### Brontekst
%%

De organisatie heeft op verschillende manieren enorme aantallen
illegale vreemdelingen geworven die in aanmerking wilden komen voor
een verblijfsvergunning. De vreemdelingen betaalden aanzienlijke
bedragen voor het in gang zetten van procedures, die vrijwel zeker
niet konden leiden tot het verlenen van een verblijfsvergunning. De
vreemdelingen werden zoveel mogelijk in het ongewisse gelaten over de
exacte inhoud en het verloop van de procedures die de organisatie voor
hen voerde en zij werden op listige wijze gebonden aan het kantoor.
Bij de uitvoering van deze werkzaamheden werd stelselmatig onder meer
oplichting en valsheid in geschrift gepleegd.
Op deze wijze is in ruim twee jaar tijd een omzet van miljoenen euroâs
gegenereerd.

%%

### Opdrachten
1. Welke strafbare feiten werden volgens de brontekst over de werving van illegale vreemdelingen stelselmatig gepleegd?
2. Schrijf de tekst over de organisatie die illegale vreemdelingen wierf verder, te beginnen na de laatste zin.

### Datasetfragment
%%

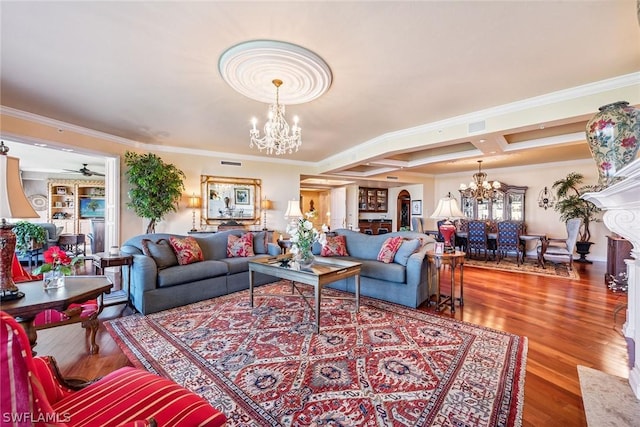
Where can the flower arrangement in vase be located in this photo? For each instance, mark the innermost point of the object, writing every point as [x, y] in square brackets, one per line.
[57, 264]
[303, 236]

%%

### Antwoorden
1. Onder meer oplichting en valsheid in geschrift.

2.
De organisatie is als volgt ontstaan. Verdacht F. is op enig moment
bij het advokatenkantoor van verdachte MD gaan werken, waar zij zich
bezig is gaan houden met vreemdelingenzaken.
Verdachte F heeft een stichting opgericht die kantoor hield bij en ook
nauw samenwerkte met verdachtee MD. Aldus werd een kantoor uitgebouwd
waaraan één advocaat was verbonden en een aantal andere medewerkers,
waaronder de overige verdachten. Naar buiten werd de indruk gewekt van
een advocatenkantoor, gespecialiseerd in vreemdelingenrecht. Voor de
cliënten was dat belangrijk omdat het vertrouwen wekte. Er werd ook
aan klantenwerving gedaan, waarbij herhaaldelijk gesuggereerd en zelfs
gesteld werd dat het hier een advocatenkantoor/kollektief betrof. Aan
de telefoon werd ook veelvuldig gesproken over meerdere advocaten.
Er was sprake van een georganiseerd verband met een hiërarchische
structuur. Ieder wist wat zijn taak was. Verdachten F en MD moeten
worden aangemerkt als de leiders van de organisatie. Verdachte F heeft
de stichting opgericht, zij had de dagelijkse leiding op het kantoor,
en bestierde de financiële zaken. Zij heeft ook de samenwerking met
de advocaat gezocht en gezorgd dat zijn naam aan het kantoor werd
verbonden. Zij schroomde niet om ex-medewerkers te bedreigen die zij
als verraders beschouwde.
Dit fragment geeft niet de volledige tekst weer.